The required result is the exact run of lines beginning at the one containing "Where can you see the dormer" and ending at the last line of the entries.

────────────────

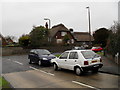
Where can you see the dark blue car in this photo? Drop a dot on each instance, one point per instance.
(40, 56)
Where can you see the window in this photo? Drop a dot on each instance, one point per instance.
(63, 33)
(64, 55)
(89, 54)
(73, 55)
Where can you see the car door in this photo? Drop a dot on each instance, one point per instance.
(36, 56)
(62, 59)
(31, 55)
(72, 60)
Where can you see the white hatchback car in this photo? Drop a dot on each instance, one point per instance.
(78, 61)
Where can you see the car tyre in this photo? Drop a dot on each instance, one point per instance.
(78, 71)
(39, 63)
(55, 67)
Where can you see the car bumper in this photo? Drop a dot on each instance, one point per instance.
(46, 62)
(87, 68)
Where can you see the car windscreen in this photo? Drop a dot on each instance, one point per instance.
(89, 54)
(43, 52)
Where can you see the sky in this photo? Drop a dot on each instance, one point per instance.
(18, 18)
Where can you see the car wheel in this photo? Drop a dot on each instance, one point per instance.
(55, 67)
(30, 61)
(78, 71)
(39, 63)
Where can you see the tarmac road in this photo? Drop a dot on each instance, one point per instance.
(20, 74)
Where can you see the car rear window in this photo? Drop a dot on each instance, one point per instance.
(89, 54)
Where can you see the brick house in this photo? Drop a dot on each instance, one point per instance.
(57, 34)
(3, 41)
(82, 38)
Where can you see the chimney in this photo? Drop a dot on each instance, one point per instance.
(46, 25)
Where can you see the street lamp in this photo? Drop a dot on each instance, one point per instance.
(89, 25)
(49, 21)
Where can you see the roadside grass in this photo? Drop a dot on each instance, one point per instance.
(4, 83)
(57, 55)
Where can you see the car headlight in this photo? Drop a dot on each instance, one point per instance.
(45, 59)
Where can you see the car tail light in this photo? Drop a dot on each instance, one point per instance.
(85, 62)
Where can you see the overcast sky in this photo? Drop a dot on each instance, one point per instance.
(19, 17)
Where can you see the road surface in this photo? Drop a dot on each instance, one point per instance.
(21, 74)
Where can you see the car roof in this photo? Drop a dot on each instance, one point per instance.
(78, 50)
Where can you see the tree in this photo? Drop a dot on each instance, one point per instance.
(66, 39)
(24, 40)
(13, 38)
(38, 36)
(101, 36)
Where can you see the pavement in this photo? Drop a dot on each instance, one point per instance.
(21, 74)
(109, 66)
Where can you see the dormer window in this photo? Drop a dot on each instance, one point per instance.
(63, 33)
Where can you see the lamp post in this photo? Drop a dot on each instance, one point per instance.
(89, 25)
(49, 21)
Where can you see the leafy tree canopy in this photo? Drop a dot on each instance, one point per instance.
(38, 36)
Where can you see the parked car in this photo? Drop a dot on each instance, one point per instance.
(40, 56)
(78, 48)
(96, 49)
(78, 60)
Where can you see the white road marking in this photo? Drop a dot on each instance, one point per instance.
(41, 71)
(85, 85)
(18, 62)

────────────────

#### Correct response:
Where can you see the dormer window in this photo? Drop a dot on each instance, one point per instance.
(63, 33)
Where can you see the lamp post in this photo? Drop a dot on each instance, one point per instance.
(89, 25)
(49, 21)
Where can you see the leafy tree canopy in this photo? Drop a dot on each instance, one point per instance.
(38, 36)
Where can you see the parked car in this photo? Drop a dot on each instance, one point per instance.
(40, 56)
(78, 48)
(96, 49)
(78, 60)
Where can you see the white road marking in this photo? Drop a dot on each instance, one point per instance.
(41, 71)
(85, 85)
(18, 62)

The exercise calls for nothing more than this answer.